• Description of the task: Output the data below as a JSON list of strings with one string per line, skipping blank lines and omitting the pictures.

• Task inputs:

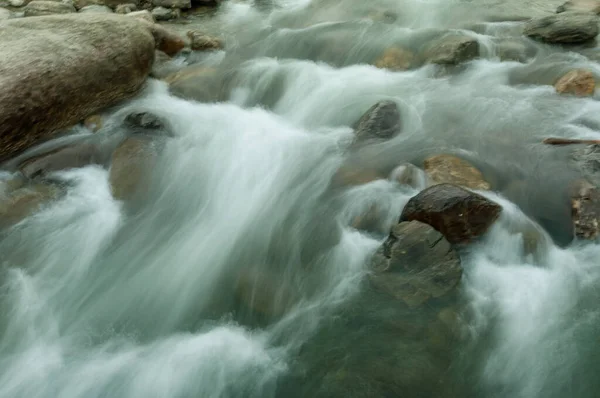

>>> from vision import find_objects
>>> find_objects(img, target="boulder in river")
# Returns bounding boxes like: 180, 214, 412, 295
0, 14, 184, 161
24, 0, 77, 17
375, 47, 416, 71
370, 221, 462, 307
422, 34, 479, 65
523, 12, 598, 44
554, 69, 596, 97
354, 100, 401, 143
400, 184, 502, 244
556, 0, 600, 14
423, 155, 490, 190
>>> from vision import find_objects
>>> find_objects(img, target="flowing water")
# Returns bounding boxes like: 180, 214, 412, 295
0, 0, 600, 398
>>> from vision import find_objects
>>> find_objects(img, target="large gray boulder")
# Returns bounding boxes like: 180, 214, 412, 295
0, 14, 184, 162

• Completed exercise:
[
  ">>> from vision import find_objects",
  ">>> find_objects(img, target=\"boulder in river\")",
  "# Returns bounding boxes like: 180, 214, 412, 295",
  "0, 14, 184, 161",
  "24, 0, 77, 17",
  "375, 47, 416, 71",
  "370, 221, 462, 307",
  "422, 34, 479, 65",
  "523, 12, 598, 44",
  "554, 69, 596, 97",
  "354, 100, 401, 143",
  "400, 184, 502, 244",
  "556, 0, 600, 14",
  "423, 155, 490, 190",
  ">>> from vision import find_objects",
  ">>> find_objects(img, target=\"flowing water\")",
  "# Returns bounding boxes like: 180, 214, 412, 295",
  "0, 0, 600, 398",
  ">>> from vision import find_objects",
  ">>> find_objects(img, target=\"large gray boulder\")",
  "# Returns bounding boxes like: 180, 214, 412, 295",
  "0, 14, 184, 162"
]